Lines before the one containing "instance, sample <point>648,387</point>." are excluded; print that line and every line after it through the end of the material below, exactly.
----------
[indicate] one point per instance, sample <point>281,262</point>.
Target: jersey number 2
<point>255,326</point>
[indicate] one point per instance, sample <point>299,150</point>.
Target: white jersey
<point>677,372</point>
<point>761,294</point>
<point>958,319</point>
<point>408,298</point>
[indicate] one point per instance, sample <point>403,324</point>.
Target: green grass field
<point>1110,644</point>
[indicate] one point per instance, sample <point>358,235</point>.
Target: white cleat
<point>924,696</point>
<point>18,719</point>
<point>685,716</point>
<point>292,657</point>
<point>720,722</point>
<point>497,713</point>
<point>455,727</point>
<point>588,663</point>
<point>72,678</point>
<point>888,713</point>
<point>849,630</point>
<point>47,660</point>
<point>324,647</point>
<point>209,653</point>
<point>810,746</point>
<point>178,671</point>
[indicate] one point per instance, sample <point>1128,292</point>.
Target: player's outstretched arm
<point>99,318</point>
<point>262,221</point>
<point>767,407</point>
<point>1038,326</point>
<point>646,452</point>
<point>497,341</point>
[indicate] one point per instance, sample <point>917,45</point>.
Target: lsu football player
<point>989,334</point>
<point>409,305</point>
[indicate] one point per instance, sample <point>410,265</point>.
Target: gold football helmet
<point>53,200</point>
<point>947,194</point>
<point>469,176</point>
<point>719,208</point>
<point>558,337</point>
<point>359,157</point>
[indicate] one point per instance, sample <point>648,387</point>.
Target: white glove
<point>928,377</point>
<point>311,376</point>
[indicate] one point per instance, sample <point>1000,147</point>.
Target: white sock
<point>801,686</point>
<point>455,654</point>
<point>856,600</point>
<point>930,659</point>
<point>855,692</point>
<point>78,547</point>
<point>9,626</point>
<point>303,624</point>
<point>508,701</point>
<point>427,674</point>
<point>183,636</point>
----------
● Response to this task:
[indicate] one point per instance, sample <point>648,387</point>.
Target: white glove
<point>928,377</point>
<point>311,376</point>
[indicate] one point per instance, sample <point>1000,147</point>.
Target: white sock
<point>801,686</point>
<point>455,654</point>
<point>856,600</point>
<point>930,659</point>
<point>855,692</point>
<point>78,547</point>
<point>9,626</point>
<point>303,624</point>
<point>508,701</point>
<point>427,674</point>
<point>183,636</point>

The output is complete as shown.